_PROBLEM REQUIREMENTS_. Count the lines in the items below that contain the word "butterfly", matching its case exactly, and reply with only that number.

=== RECORDS SHOWN ===

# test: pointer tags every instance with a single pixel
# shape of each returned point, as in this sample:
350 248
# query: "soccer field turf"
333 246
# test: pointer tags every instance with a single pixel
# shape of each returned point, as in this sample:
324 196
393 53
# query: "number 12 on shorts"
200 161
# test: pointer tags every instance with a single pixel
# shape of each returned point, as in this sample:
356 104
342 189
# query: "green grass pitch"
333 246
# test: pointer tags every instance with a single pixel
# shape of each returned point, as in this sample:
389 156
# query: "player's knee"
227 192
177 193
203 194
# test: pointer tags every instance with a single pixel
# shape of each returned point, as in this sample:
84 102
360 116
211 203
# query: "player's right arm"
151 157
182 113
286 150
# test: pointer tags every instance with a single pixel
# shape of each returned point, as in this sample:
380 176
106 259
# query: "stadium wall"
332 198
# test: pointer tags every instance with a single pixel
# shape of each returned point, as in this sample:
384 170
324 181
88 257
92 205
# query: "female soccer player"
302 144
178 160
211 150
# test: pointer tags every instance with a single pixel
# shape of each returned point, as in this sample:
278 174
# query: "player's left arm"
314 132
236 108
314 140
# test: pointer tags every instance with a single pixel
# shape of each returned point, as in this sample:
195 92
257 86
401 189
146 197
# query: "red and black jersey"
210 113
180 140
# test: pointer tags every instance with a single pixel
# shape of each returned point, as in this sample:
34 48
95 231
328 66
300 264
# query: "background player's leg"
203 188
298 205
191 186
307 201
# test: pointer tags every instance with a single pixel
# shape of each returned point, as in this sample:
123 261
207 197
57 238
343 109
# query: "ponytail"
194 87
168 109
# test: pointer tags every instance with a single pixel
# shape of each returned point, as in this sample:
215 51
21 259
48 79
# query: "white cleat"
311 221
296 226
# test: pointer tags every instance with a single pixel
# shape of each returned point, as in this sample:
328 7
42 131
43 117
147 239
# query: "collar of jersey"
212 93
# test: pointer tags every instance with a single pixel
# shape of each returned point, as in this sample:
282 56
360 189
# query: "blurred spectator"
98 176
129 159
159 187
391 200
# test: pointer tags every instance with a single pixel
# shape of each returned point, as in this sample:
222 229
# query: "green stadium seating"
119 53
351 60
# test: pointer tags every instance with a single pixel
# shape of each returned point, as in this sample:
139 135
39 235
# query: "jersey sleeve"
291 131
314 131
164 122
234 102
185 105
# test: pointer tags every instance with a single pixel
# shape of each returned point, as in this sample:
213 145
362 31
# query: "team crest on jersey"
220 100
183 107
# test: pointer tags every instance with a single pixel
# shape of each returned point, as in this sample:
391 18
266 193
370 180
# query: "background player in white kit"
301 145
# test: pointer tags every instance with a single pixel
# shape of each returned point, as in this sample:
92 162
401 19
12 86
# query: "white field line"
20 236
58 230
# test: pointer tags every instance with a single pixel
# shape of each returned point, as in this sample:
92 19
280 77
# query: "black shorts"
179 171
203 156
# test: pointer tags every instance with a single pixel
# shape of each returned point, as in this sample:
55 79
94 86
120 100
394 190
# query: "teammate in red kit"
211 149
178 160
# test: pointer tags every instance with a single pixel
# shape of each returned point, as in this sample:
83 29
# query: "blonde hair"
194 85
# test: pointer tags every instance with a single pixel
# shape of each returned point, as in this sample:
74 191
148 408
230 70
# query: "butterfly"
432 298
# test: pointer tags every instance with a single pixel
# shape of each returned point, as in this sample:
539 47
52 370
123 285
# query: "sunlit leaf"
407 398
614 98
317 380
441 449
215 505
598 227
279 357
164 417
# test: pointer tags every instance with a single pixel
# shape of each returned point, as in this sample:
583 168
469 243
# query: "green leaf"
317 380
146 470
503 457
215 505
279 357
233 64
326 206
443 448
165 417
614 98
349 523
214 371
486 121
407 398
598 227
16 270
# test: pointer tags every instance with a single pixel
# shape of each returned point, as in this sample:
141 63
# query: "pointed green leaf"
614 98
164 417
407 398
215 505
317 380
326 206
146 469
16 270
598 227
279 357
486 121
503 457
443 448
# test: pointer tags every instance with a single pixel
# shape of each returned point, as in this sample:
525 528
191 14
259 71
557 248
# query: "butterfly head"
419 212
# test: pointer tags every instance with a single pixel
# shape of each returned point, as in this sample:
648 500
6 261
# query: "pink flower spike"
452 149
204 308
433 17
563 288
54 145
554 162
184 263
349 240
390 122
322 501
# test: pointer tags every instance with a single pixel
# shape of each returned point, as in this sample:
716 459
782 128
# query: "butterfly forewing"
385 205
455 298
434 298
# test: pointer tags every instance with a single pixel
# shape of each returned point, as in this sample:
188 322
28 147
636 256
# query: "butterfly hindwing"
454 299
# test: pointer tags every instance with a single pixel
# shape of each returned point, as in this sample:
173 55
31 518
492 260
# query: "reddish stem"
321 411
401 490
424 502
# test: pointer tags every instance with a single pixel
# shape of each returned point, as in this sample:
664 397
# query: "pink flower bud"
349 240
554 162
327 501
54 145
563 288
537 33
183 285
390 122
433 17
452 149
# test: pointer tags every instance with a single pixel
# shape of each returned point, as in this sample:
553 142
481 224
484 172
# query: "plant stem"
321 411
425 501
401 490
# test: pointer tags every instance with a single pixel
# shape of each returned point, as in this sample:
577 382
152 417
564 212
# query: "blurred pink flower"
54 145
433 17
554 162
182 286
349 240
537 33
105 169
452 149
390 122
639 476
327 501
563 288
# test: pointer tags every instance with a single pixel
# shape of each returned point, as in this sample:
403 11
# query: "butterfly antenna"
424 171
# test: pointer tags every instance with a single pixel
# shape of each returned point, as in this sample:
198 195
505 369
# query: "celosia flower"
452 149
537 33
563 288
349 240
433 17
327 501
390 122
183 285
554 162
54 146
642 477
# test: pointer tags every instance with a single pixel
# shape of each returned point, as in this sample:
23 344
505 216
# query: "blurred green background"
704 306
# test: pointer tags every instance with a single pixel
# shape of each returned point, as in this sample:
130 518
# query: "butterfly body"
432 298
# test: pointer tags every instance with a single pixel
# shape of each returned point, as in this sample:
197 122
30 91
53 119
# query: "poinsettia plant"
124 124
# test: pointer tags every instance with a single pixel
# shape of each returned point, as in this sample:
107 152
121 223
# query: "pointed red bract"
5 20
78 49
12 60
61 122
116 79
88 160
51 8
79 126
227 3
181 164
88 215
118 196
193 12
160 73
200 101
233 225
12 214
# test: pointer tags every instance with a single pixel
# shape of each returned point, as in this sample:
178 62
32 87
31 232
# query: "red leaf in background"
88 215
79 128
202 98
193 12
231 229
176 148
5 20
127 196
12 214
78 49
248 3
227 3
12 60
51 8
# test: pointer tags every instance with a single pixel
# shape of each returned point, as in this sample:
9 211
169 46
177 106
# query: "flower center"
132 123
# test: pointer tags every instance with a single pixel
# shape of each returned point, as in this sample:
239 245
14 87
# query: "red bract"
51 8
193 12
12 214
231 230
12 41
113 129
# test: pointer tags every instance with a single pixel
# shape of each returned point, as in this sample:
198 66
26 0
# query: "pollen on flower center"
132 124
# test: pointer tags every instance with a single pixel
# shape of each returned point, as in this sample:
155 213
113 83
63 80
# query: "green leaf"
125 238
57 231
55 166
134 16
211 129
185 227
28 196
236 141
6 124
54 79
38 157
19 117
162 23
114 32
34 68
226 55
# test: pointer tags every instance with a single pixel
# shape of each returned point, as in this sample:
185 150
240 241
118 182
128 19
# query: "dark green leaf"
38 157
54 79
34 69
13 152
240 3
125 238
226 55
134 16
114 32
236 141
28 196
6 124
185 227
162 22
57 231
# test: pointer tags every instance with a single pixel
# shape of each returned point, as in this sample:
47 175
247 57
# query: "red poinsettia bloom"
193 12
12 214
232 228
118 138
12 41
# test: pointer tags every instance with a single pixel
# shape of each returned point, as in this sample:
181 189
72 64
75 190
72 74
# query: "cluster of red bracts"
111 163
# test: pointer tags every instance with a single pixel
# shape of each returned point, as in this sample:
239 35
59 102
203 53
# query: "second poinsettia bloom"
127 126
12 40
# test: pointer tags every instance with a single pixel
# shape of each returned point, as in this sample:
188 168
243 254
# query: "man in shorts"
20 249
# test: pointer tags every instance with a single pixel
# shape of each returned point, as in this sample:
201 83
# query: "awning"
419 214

===

_EXERCISE RESPONSE_. 6